(TASK INSTRUCTIONS) A word-for-word copy of the listing is what's needed; leave out every image.
--- THE RECORDS Enclosed Below ---
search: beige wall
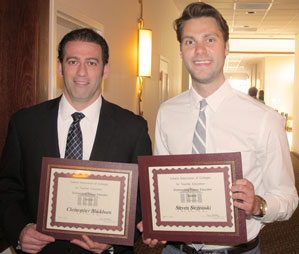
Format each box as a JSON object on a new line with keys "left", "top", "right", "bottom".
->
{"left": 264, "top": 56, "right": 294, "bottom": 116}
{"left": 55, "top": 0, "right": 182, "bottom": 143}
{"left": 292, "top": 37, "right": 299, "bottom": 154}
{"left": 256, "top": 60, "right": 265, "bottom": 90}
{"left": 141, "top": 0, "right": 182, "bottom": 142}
--- End of Enclosed THE RECORDS ---
(YOUR SOLUTION)
search: beige wall
Format each box as a JSON object on a new line with keys "left", "top", "right", "bottom".
->
{"left": 264, "top": 56, "right": 294, "bottom": 116}
{"left": 55, "top": 0, "right": 182, "bottom": 143}
{"left": 292, "top": 37, "right": 299, "bottom": 154}
{"left": 256, "top": 60, "right": 265, "bottom": 90}
{"left": 141, "top": 0, "right": 182, "bottom": 142}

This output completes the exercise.